● **SOURCE DOCUMENT**
= = = = =
Laurence Leboeuf as Dr. Magalie “Mags” Leblanc in “Transplant,”
which concludes its first season on May 27. PHOTO CREDIT: Bell Media

When the doctors and nurses of the fictional York Memorial Hospital are gathered around an emergency patient, calling out instructions and reaching for life-saving equipment, to actor Laurence Leboeuf it’s a bit like a ballet.

She plays Dr. Magalie “Mags” Leblanc in CTV’s “Transplant,” which ends its first season Wednesday, May 27 at 9 p.m. And she uses the word “ballet” a couple of times during our interview to describe the process of making the show’s medical scenes look and feel believable.

“Transplant” is about Dr. Bashir Hamed (played by Hamza Haq), a Syrian refugee who becomes a resident in the ER of a big Toronto hospital after saving the life of his future boss, Dr. Bishop (Scottish actor John Hannah), in an accident. Mags is one of his fellow ER residents.

As with all medical TV shows, Haq, Leboeuf and their cast mates have to convincingly fake a variety of medical procedures. For the really big traumas, the cast would spend hours rehearsing at weekend “boot camps,” Leboeuf said.
= = = = =
Referring expression data
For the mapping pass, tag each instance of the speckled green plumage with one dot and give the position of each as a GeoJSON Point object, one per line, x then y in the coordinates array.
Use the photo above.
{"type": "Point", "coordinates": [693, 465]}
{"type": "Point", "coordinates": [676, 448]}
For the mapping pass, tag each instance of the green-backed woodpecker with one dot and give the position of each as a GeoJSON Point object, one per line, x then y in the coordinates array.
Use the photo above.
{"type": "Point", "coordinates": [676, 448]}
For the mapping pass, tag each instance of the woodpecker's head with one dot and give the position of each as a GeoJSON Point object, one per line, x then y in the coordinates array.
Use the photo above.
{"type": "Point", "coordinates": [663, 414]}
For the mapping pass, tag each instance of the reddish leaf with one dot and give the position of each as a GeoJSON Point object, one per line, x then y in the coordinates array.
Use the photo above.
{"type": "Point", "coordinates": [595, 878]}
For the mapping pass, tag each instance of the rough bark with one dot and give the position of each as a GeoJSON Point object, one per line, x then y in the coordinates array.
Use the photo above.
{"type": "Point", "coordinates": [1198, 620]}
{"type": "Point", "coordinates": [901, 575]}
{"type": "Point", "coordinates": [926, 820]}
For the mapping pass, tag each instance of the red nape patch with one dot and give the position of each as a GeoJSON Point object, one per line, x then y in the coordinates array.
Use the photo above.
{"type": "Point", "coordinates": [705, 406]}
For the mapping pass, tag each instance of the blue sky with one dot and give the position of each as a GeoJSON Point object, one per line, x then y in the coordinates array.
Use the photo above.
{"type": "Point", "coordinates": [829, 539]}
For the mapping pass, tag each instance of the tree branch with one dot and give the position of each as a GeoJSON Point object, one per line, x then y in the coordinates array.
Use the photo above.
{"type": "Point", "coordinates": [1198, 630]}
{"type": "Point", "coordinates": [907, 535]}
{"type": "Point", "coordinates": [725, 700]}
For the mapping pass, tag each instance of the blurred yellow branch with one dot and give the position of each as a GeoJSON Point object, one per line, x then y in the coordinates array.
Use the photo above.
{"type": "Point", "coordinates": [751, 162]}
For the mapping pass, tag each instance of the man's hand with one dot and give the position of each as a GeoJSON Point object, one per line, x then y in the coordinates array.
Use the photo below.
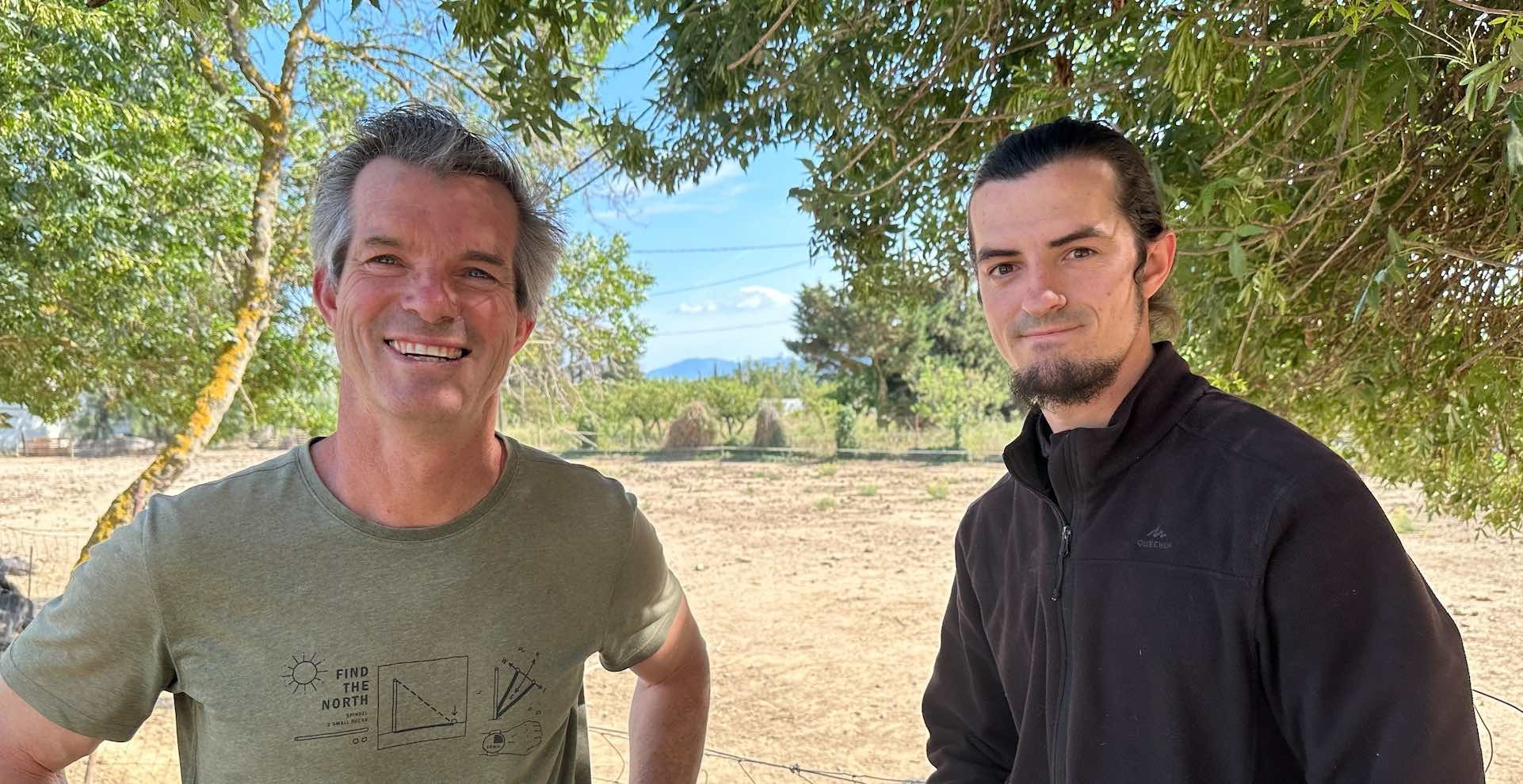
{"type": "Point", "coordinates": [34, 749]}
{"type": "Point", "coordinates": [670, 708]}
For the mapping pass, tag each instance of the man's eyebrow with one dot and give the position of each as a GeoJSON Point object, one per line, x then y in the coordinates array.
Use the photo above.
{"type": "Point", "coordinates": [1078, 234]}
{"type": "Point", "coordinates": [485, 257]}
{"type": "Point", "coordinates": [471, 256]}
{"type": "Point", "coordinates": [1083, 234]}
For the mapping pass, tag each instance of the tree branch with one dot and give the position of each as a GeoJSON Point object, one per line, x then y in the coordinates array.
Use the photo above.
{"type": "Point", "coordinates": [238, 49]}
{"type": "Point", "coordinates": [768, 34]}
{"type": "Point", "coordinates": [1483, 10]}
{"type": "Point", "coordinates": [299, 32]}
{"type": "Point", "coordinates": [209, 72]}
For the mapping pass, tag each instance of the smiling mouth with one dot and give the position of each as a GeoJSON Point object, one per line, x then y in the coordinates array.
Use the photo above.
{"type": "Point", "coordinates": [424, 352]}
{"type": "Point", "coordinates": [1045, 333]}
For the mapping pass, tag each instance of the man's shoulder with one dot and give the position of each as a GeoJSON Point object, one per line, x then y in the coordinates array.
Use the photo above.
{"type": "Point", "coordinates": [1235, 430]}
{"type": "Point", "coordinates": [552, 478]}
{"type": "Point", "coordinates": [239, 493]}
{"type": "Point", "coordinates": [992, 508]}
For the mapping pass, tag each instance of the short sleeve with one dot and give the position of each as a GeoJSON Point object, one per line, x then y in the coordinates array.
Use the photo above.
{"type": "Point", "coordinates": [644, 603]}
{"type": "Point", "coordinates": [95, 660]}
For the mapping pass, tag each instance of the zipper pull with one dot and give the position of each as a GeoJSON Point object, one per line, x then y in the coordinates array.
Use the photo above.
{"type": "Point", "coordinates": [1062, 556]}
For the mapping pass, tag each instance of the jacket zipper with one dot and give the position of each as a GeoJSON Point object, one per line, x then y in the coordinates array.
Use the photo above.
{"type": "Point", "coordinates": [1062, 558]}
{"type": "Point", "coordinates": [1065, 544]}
= = = = =
● **TASKS TO CARRY OUT**
- A) Decide whether each statement agrees with the article on "Transplant." Answer yes or no and quote the deciding words. (i) Dr. Bishop is played by John Hannah. (ii) Dr. Bashir Hamed becomes a resident at a Vancouver hospital. (iii) For the really big traumas, the cast rehearsed at weekend boot camps.
- B) Reproduce the article on "Transplant" from "When the doctors" to "and feel believable.".
The listing is separate material with no connection to the article on "Transplant."

● **RESULTS FOR THE EXERCISE**
- A)
(i) Yes: "Dr. Bishop (Scottish actor John Hannah)"
(ii) No: "a resident in the ER of a big Toronto hospital"
(iii) Yes: "the cast would spend hours rehearsing at weekend “boot camps,”"

- B)
When the doctors and nurses of the fictional York Memorial Hospital are gathered around an emergency patient, calling out instructions and reaching for life-saving equipment, to actor Laurence Leboeuf it’s a bit like a ballet.

She plays Dr. Magalie “Mags” Leblanc in CTV’s “Transplant,” which ends its first season Wednesday, May 27 at 9 p.m. And she uses the word “ballet” a couple of times during our interview to describe the process of making the show’s medical scenes look and feel believable.